# Objective A
Answer these questions about the excerpt on the Duke grading study:
(i) How much more time do students report spending studying for the hard sciences?
(ii) Who was the provost named in the open letter to the campus?
(iii) In the open letter, what goal should not inhibit research and discussion?

# Document segment
= = =

The study's critics also asserted that the intellectual demands of humanities and science majors are indistinguishable. Applying Ferdinand de Saussure (a 19th-century Swiss linguist invoked today only in literature classes) to The Matrix, it was claimed, is as challenging as mastering the Heisenberg Uncertainty Principle. Here, too, the protesters ignored the paper's empirical evidence: Seniors in the hard sciences have lower grades than freshmen in humanities and social sciences, even though the SATs of science majors are on average higher than those of humanities majors. For blacks, the disparity in grading is even greater. Black freshmen get higher grades in the humanities and social sciences than freshmen of all races get in the hard sciences, though black students' test scores and overall grades are significantly lower than other students'. As for the coursework demands in the various fields, it is students themselves who report spending 50 percent more time studying for the hard sciences, and who rate those courses as more difficult than the humanities and the social sciences.

In a different world, the Duke administration might have tried to dispel some of the distortions of the Arci-diacono paper, given the authors' patent lack of invidious intent and the rigor of their work. Instead, Duke's top bureaucrats left the authors twisting in the wind. In an open letter to the campus, provost Peter Lange and a passel of deanlings declared: "We understand how the conclusions of the research paper can be interpreted in ways that reinforce negative stereotypes." It is hard to imagine a more hypocritical utterance. To the extent that the paper reinforces "negative stereotypes," it does so by describing the effects of Duke's policy of admitting black students with lower academic qualifications than whites and Asians. It is Duke's predilection for treating black students as a group whose race trumps their individual academic records that constitutes "stereotyping," not the authors' analysis of the consequences of that group thinking. (Campus spokesman Michael Schoenfeld ignored a request to specify the "negative stereotypes" that the paper might reinforce.)

But perhaps a concession to black anger had to be made to clear some space for a defense of the Arcidiacono paper? Not a chance. The deanlets and provosts followed their invocation of "negative stereotypes" with an anodyne generalization about academic freedom: "At the same time, our goal of academic success for all should not inhibit research and discussion to clarify important issues of academic choice and achievement." In other words, don't blame us for what these wacky professors might say.

= = =

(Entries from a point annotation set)
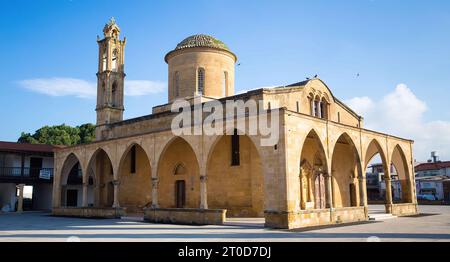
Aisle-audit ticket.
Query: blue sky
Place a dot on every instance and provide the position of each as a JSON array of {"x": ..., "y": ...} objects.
[{"x": 400, "y": 49}]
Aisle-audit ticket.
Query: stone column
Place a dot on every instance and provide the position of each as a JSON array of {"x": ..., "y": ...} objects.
[
  {"x": 155, "y": 183},
  {"x": 302, "y": 197},
  {"x": 389, "y": 200},
  {"x": 85, "y": 194},
  {"x": 20, "y": 200},
  {"x": 203, "y": 192},
  {"x": 329, "y": 188},
  {"x": 116, "y": 184}
]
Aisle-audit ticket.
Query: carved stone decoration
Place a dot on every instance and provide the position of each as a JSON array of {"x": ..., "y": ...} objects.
[{"x": 305, "y": 183}]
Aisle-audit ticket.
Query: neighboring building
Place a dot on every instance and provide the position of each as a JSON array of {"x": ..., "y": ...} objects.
[
  {"x": 29, "y": 168},
  {"x": 436, "y": 186},
  {"x": 312, "y": 176},
  {"x": 433, "y": 179},
  {"x": 376, "y": 185}
]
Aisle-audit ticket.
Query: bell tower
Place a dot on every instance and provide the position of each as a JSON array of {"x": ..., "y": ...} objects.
[{"x": 110, "y": 78}]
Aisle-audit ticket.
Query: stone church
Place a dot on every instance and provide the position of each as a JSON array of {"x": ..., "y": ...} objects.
[{"x": 314, "y": 175}]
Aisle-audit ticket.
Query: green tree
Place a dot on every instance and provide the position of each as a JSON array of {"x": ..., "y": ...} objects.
[{"x": 60, "y": 135}]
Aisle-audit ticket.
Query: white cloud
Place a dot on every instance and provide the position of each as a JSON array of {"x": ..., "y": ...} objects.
[
  {"x": 58, "y": 86},
  {"x": 143, "y": 87},
  {"x": 401, "y": 113}
]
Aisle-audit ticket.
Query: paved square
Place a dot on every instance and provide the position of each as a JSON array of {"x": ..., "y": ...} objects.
[{"x": 432, "y": 225}]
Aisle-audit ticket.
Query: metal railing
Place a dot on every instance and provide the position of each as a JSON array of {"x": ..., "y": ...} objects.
[{"x": 25, "y": 172}]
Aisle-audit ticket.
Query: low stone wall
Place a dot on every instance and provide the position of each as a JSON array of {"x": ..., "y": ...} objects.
[
  {"x": 89, "y": 212},
  {"x": 185, "y": 216},
  {"x": 311, "y": 218},
  {"x": 407, "y": 209}
]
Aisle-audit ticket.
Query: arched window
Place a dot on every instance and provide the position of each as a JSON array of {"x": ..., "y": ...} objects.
[
  {"x": 235, "y": 151},
  {"x": 179, "y": 170},
  {"x": 104, "y": 60},
  {"x": 114, "y": 60},
  {"x": 225, "y": 83},
  {"x": 201, "y": 81},
  {"x": 176, "y": 84}
]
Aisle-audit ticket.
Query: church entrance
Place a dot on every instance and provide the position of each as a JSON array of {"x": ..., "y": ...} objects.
[{"x": 180, "y": 193}]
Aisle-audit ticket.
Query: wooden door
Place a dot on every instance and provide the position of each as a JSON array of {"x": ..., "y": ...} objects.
[
  {"x": 319, "y": 192},
  {"x": 72, "y": 198},
  {"x": 180, "y": 193},
  {"x": 35, "y": 166}
]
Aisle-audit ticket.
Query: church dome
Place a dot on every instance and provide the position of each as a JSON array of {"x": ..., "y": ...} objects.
[{"x": 202, "y": 41}]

= = =

# Objective B
Which lines in the rows above contain the string "church"? Collect every such line, treating case as significant.

# Result A
(i) 50 percent more time.
(ii) Peter Lange.
(iii) The goal of academic success for all.

# Result B
Query: stone church
Query: church entrance
Query: church dome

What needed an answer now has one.